[Exercise prompt] Take the line containing "Target: spanish flag" and every line after it to the end of the records, and copy them exactly, leaving out pictures.

═════ Extracted information ═════

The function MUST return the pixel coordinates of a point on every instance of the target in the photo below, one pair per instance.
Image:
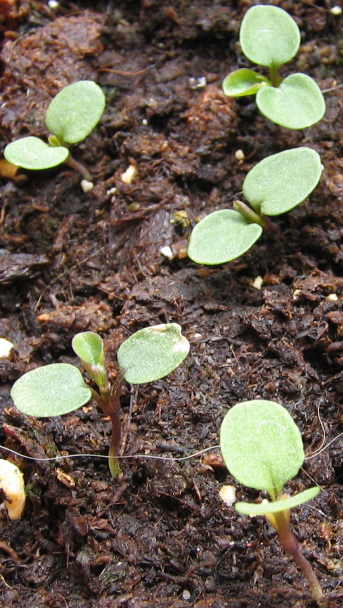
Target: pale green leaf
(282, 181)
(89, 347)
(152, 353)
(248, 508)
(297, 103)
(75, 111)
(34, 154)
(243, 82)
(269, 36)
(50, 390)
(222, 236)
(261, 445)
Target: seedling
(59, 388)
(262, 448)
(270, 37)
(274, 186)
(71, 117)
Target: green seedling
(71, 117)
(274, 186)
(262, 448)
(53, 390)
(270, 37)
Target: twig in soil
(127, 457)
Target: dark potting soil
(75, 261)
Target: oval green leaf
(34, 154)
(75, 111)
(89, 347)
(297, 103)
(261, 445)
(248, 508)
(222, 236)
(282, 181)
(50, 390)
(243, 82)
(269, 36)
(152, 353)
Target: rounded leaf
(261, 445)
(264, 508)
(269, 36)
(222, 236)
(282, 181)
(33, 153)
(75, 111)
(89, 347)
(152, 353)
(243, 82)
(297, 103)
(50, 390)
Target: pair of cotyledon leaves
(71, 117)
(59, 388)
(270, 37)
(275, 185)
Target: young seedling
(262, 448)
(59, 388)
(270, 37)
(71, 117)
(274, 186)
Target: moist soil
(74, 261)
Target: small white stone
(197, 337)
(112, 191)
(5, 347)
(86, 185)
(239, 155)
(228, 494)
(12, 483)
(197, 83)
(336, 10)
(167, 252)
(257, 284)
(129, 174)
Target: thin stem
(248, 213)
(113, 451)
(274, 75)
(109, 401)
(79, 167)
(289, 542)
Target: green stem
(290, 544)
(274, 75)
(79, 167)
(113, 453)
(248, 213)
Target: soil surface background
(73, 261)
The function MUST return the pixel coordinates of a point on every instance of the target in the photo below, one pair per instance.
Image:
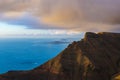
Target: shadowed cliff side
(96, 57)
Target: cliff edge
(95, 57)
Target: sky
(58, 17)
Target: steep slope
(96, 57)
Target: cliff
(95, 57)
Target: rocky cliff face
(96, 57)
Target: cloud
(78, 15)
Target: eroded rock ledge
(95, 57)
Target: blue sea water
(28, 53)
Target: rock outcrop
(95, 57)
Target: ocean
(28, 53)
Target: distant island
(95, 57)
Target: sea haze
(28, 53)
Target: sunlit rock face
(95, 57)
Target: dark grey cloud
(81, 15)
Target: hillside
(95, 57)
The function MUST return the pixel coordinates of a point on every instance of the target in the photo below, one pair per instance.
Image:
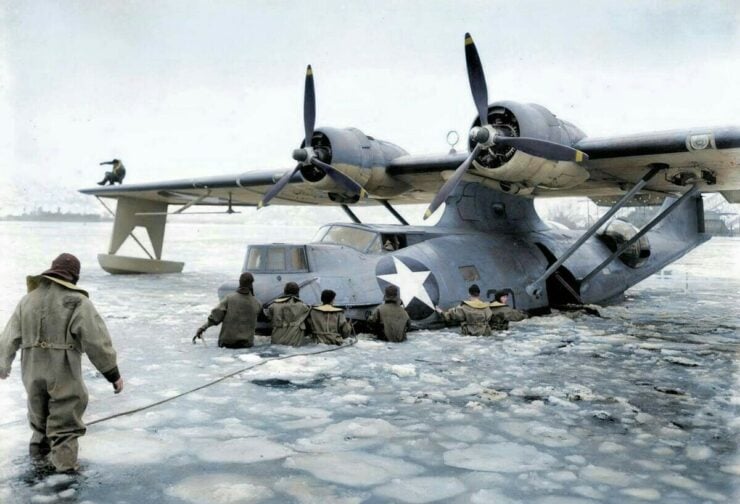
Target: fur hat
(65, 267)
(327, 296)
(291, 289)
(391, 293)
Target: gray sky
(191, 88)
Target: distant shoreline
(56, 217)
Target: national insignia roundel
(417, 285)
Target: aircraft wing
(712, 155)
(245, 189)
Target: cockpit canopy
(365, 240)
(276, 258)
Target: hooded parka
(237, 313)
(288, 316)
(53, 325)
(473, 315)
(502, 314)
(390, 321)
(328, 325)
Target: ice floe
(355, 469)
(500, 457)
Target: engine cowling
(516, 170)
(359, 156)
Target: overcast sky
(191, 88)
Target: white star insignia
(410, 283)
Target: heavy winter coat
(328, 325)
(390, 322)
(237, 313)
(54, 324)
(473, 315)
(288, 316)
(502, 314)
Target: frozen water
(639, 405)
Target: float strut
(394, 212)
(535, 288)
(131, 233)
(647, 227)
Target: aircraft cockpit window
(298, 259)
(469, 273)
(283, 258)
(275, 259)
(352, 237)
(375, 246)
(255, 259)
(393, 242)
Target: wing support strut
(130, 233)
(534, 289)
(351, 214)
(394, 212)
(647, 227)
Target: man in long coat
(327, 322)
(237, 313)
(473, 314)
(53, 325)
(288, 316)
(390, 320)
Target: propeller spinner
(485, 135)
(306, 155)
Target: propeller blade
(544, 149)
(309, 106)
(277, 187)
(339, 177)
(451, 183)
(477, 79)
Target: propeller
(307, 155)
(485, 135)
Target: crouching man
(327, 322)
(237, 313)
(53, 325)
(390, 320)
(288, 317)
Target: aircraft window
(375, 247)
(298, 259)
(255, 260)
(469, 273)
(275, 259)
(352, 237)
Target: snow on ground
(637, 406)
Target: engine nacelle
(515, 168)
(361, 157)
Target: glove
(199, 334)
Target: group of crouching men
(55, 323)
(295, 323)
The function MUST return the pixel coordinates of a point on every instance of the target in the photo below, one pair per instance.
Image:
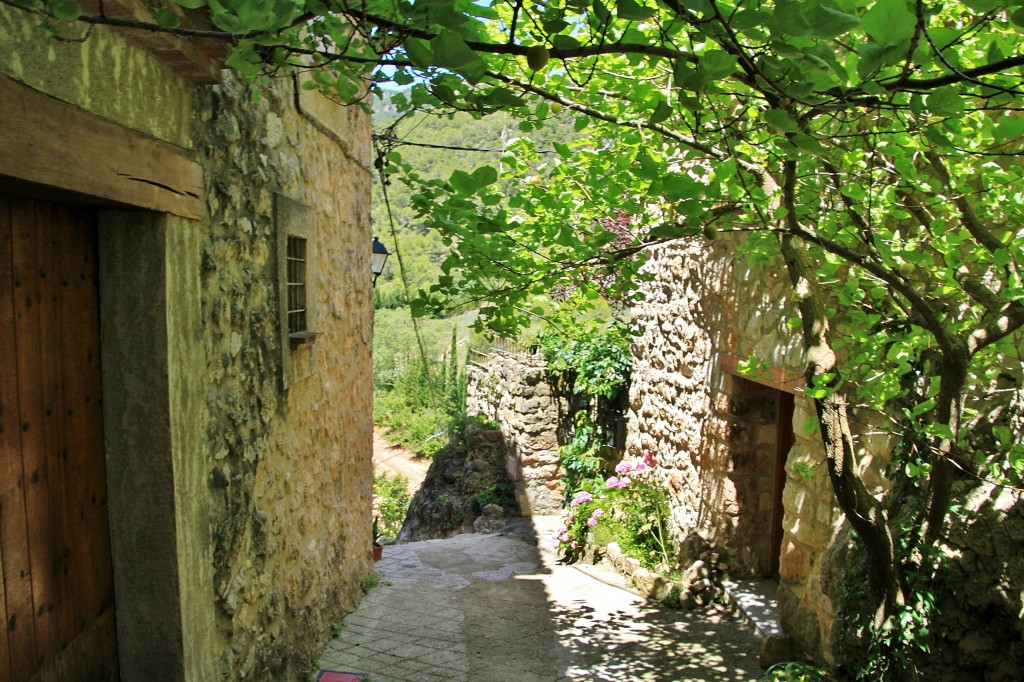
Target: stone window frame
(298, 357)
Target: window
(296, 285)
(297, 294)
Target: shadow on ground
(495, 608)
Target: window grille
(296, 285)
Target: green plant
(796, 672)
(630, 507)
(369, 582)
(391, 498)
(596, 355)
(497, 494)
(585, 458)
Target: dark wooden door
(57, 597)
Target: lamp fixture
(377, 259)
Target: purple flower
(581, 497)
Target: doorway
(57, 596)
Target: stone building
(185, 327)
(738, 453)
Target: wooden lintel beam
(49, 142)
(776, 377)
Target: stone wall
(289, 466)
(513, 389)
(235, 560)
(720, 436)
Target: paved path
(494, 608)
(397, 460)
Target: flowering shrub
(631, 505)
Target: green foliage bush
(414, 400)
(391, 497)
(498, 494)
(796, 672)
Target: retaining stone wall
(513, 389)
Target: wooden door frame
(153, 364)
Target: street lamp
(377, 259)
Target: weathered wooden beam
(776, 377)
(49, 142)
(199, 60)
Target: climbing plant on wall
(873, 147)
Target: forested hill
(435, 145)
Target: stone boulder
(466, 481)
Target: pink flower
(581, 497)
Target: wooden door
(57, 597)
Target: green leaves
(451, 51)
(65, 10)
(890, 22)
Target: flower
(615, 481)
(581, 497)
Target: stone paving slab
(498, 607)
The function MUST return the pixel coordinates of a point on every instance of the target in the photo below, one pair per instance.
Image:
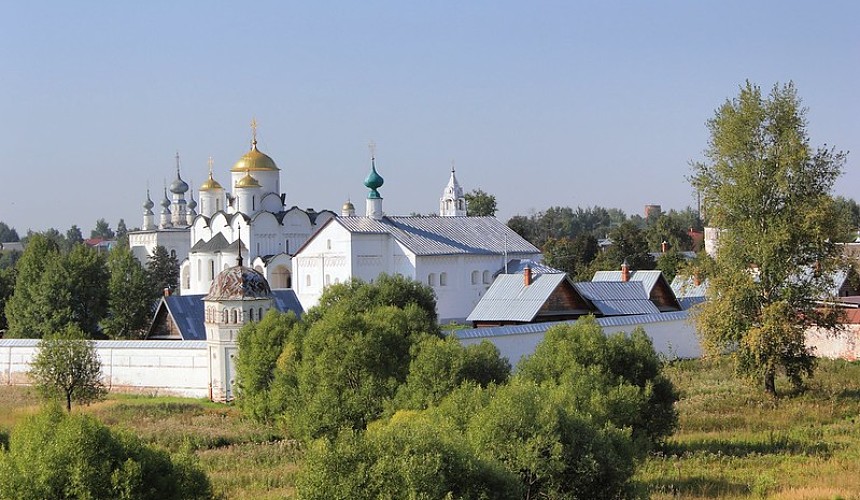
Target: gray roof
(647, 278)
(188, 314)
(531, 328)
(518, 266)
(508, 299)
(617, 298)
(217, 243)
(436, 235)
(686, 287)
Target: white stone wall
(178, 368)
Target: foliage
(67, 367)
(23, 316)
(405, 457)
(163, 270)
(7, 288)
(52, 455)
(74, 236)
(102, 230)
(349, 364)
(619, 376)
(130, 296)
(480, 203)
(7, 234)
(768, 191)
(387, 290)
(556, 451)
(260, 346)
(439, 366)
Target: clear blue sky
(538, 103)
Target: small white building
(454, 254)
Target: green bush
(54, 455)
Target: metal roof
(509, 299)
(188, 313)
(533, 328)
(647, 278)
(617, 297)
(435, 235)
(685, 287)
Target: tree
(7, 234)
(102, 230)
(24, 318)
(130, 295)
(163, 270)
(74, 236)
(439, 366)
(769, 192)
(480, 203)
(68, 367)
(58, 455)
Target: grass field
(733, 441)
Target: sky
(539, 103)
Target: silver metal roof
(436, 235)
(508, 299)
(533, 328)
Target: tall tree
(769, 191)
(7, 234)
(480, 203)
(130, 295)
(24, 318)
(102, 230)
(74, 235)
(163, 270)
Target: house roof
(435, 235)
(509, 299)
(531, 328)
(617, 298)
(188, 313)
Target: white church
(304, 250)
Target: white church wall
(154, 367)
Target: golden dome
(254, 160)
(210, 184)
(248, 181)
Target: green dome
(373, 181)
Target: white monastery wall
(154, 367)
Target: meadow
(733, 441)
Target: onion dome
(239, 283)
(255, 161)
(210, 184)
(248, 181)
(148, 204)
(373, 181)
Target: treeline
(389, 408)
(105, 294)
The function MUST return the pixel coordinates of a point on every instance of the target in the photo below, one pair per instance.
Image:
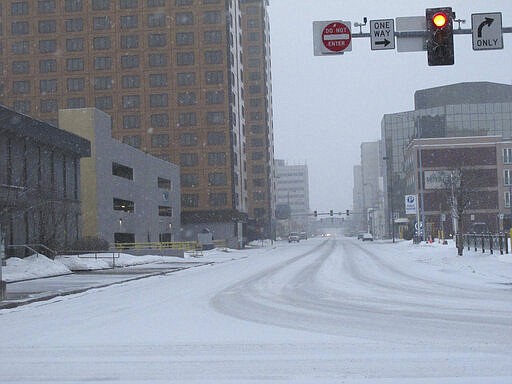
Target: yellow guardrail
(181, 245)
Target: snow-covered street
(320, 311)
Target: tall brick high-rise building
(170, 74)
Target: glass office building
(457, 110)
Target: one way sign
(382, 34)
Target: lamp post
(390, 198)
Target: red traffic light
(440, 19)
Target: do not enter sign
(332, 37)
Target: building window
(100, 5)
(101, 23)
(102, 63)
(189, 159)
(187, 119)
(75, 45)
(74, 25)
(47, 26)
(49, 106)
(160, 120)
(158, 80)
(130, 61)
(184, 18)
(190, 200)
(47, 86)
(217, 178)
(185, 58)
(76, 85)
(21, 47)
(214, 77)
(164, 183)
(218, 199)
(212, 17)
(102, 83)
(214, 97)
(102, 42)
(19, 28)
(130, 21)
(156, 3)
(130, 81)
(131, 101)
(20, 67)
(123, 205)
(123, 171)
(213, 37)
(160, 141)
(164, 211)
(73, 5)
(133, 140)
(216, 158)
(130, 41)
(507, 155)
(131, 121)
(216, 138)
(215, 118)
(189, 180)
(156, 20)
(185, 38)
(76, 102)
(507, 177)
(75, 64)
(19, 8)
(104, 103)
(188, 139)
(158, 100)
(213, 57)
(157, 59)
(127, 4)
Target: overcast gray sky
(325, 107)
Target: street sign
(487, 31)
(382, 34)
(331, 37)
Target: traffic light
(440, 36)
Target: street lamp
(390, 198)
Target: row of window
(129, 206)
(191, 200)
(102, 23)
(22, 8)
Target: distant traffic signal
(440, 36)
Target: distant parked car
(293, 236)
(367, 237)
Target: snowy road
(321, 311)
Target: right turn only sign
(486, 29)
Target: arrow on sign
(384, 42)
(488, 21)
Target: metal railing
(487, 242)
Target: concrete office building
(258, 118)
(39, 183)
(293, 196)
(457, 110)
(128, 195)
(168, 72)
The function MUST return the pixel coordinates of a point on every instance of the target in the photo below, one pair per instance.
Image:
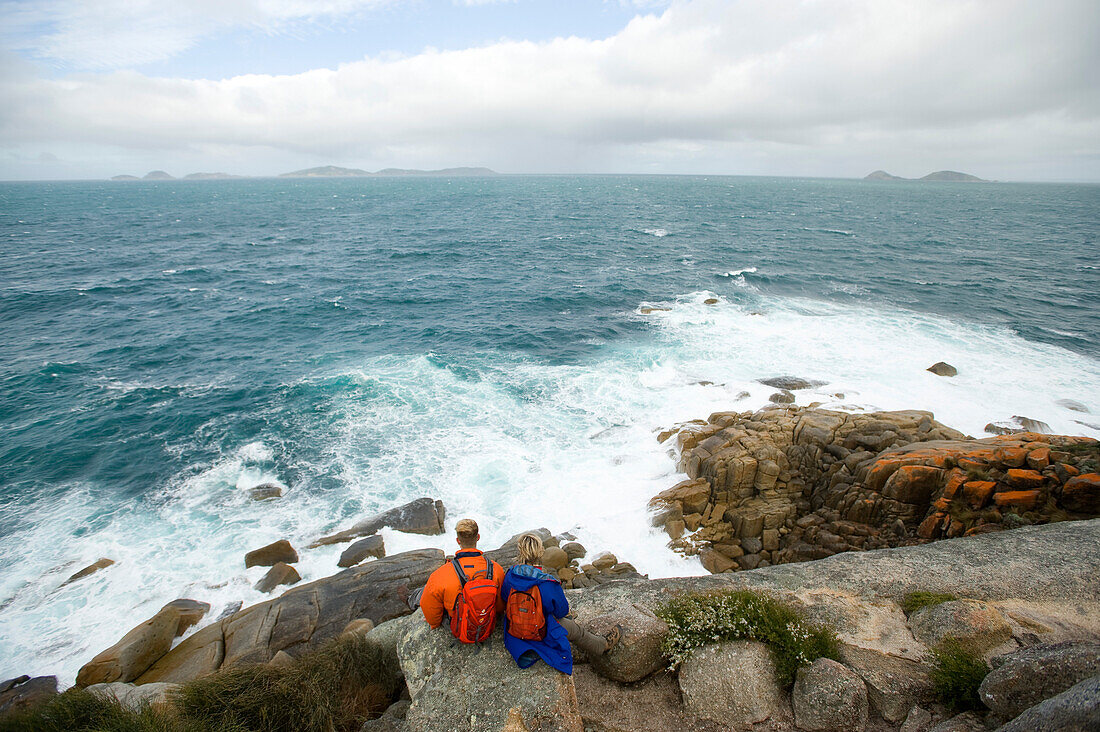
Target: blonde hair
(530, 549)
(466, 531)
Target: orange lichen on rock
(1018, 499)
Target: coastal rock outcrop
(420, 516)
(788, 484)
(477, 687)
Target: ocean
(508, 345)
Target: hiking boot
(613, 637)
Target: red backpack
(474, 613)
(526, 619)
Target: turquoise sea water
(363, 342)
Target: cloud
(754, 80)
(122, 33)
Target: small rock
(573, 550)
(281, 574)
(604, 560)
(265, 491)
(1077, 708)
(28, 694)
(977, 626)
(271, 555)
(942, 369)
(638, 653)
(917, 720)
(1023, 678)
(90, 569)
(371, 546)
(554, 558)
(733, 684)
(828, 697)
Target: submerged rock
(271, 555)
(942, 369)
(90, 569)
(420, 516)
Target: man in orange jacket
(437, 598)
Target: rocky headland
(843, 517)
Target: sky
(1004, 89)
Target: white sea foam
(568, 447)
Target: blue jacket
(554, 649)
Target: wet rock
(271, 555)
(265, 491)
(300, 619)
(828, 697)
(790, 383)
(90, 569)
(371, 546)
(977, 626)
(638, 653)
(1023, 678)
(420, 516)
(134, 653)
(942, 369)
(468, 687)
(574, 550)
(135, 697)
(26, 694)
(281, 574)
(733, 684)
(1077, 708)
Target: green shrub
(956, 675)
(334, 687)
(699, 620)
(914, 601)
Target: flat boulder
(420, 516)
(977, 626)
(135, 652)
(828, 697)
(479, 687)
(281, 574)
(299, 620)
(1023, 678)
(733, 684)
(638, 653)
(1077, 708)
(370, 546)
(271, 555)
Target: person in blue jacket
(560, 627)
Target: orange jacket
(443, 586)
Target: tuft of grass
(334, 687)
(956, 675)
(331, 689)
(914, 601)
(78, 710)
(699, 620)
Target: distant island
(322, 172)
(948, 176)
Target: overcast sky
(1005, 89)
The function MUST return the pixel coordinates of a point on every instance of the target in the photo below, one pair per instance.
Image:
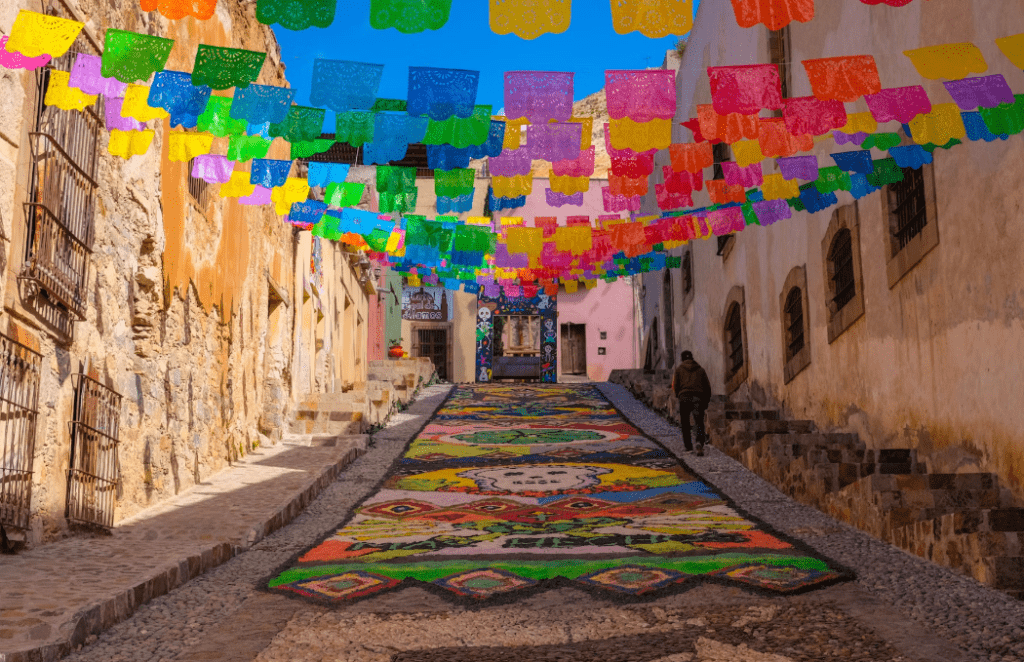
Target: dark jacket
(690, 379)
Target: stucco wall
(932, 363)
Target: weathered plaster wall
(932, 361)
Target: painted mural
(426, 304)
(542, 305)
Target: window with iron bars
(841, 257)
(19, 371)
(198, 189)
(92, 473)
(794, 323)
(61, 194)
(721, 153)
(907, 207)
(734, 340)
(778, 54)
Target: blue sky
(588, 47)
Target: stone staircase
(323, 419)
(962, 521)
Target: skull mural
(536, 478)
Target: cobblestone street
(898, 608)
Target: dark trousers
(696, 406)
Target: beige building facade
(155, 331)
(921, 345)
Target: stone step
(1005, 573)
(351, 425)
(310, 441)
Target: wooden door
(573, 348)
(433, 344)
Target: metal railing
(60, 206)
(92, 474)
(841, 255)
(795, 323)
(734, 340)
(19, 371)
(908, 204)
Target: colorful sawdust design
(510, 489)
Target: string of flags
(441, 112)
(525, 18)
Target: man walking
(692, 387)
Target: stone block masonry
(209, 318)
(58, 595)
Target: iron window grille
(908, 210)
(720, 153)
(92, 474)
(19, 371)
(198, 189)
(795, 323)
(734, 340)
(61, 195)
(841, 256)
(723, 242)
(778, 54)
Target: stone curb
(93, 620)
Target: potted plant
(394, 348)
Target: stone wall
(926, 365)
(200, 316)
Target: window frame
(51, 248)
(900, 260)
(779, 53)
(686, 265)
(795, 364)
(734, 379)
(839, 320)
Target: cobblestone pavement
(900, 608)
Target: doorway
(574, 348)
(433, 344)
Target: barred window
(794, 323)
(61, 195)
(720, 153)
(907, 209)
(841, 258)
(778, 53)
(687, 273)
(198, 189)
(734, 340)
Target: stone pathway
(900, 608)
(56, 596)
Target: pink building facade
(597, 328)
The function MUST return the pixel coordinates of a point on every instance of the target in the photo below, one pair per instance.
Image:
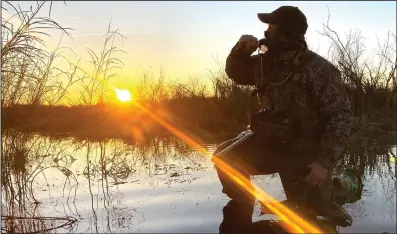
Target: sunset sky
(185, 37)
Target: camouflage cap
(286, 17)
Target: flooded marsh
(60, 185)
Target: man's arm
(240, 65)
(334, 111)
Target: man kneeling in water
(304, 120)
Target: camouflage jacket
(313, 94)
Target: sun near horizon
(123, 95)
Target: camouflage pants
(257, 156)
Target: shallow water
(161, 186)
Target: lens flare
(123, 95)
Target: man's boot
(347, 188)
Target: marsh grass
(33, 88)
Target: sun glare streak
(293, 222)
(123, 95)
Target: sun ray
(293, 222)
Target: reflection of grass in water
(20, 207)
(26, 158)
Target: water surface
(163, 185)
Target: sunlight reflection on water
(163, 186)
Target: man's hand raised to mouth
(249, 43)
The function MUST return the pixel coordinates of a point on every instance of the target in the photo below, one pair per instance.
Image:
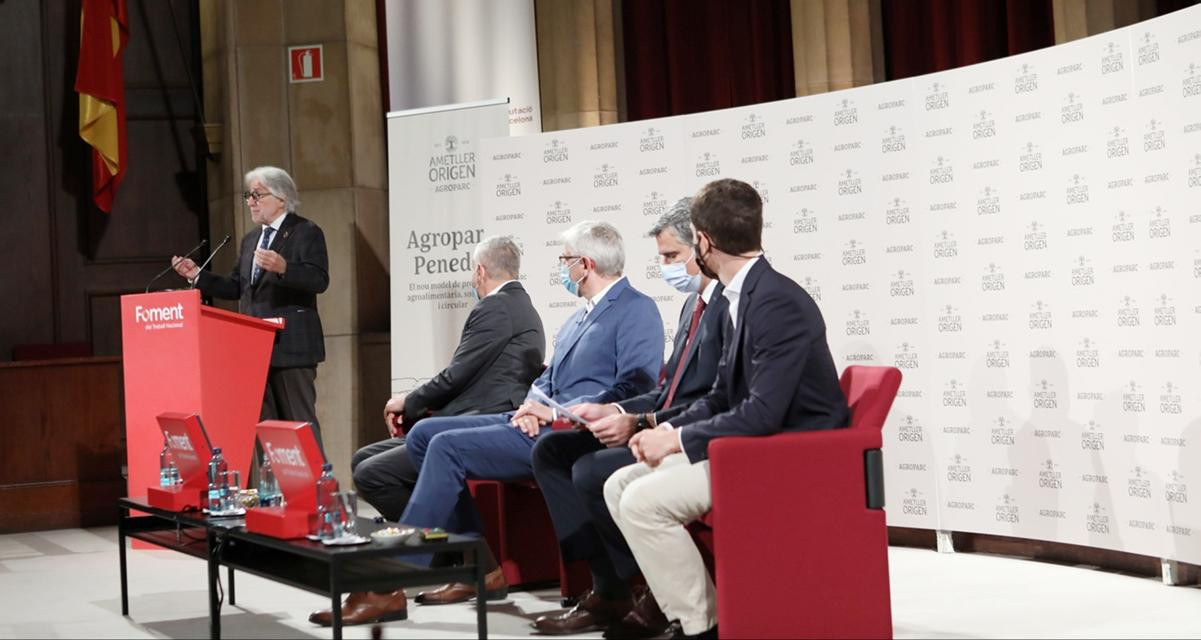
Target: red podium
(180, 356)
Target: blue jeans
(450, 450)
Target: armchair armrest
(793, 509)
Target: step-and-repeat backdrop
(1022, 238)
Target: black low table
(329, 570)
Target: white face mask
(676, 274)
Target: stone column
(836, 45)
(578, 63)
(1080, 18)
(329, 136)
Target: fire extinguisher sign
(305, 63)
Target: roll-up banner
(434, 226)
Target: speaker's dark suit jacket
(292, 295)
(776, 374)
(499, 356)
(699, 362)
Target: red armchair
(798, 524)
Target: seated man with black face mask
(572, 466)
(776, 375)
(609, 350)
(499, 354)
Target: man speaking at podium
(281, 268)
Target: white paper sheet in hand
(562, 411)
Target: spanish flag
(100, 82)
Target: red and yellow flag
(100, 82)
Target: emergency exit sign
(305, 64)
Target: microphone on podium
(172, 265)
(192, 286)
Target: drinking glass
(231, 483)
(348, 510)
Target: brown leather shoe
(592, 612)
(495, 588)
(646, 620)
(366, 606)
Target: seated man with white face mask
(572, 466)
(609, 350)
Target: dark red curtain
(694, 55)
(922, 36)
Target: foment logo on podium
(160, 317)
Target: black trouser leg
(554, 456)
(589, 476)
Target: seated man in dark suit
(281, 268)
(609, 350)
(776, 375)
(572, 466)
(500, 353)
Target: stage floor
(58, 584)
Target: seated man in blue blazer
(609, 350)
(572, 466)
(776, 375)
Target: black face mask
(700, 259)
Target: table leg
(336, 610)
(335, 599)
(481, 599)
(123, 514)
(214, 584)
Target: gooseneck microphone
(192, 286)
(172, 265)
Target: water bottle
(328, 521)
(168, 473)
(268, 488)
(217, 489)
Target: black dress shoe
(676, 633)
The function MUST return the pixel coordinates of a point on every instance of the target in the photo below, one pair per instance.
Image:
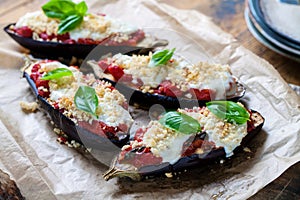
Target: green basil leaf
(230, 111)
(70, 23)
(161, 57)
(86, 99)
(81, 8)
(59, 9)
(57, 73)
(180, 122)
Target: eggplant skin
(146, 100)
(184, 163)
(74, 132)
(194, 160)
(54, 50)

═════

[Reply to the exercise]
Target: spanish flag
(100, 82)
Target: red and yellow flag
(100, 82)
Target: emergency exit sign
(305, 64)
Target: microphone on podium
(172, 265)
(192, 286)
Target: drinking glass
(231, 483)
(348, 510)
Target: brown leather shoe
(592, 612)
(495, 588)
(646, 620)
(366, 606)
Target: seated man with white face mask
(572, 466)
(609, 350)
Target: dark red curtain
(694, 55)
(922, 36)
Target: foment logo on podium
(160, 317)
Target: black trouser leg
(554, 456)
(589, 476)
Target: seated man in dark suit
(281, 268)
(609, 350)
(776, 375)
(572, 466)
(500, 353)
Target: stage floor
(58, 584)
Target: seated man in blue blazer
(609, 350)
(572, 466)
(776, 375)
Target: black face mask
(700, 259)
Target: table leg
(336, 610)
(335, 599)
(481, 599)
(123, 514)
(214, 584)
Target: gooseneck microphone
(192, 286)
(172, 265)
Target: water bottle
(328, 521)
(168, 473)
(268, 488)
(217, 489)
Target: black dress shoe
(676, 633)
The function MUST return the pixel coordinates of a point on every instance of the target in the photo below, one pair per instance.
Image:
Target: green basil leaf
(230, 111)
(70, 23)
(161, 57)
(86, 99)
(81, 8)
(59, 9)
(57, 73)
(180, 122)
Target: eggplant skin
(146, 100)
(184, 163)
(74, 132)
(194, 160)
(54, 50)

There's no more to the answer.